▶ [PROBLEM TO WORK ON] Convert the records below into a two-column CSV with the header instruction,answer and one row per record. Put each record's text in the instruction column and its answer in the answer column, with each value in a single quoted field and any line breaks replaced by spaces.

■ ■ ■ ■ ■ ■ ■

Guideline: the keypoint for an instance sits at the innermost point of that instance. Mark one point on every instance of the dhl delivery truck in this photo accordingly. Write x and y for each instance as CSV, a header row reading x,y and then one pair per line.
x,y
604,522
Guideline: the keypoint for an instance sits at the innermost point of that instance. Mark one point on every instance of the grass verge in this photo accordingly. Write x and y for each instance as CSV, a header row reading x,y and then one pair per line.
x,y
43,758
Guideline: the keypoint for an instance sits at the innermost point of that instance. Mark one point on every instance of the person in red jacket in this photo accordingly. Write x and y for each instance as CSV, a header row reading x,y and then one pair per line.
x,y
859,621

■ ■ ■ ■ ■ ■ ■

▶ [OUTPUT BELOW]
instruction,answer
"Guideline: the keypoint for an instance sits at the innermost point of that instance. Mark one point on every instance of the dhl delivery truck in this photo accordingly. Write x and y for each instance as CSV, a header row reading x,y and then one pair per line.","x,y 604,522"
"Guideline: the keypoint for an instance sits at the innermost point of that instance. Mark one point on every instance of the grass verge in this photo accordingly. Write x and y for each instance as CSV, a header row reading x,y and then one pair per line.","x,y 43,758"
"Guideline: the keypoint for an instance sits at the innermost point of that instance. Mark one point on every instance of the person in red jacket in this photo accordingly. Write x and y for each instance as CSV, a header row reading x,y and then one pair per line.","x,y 859,621"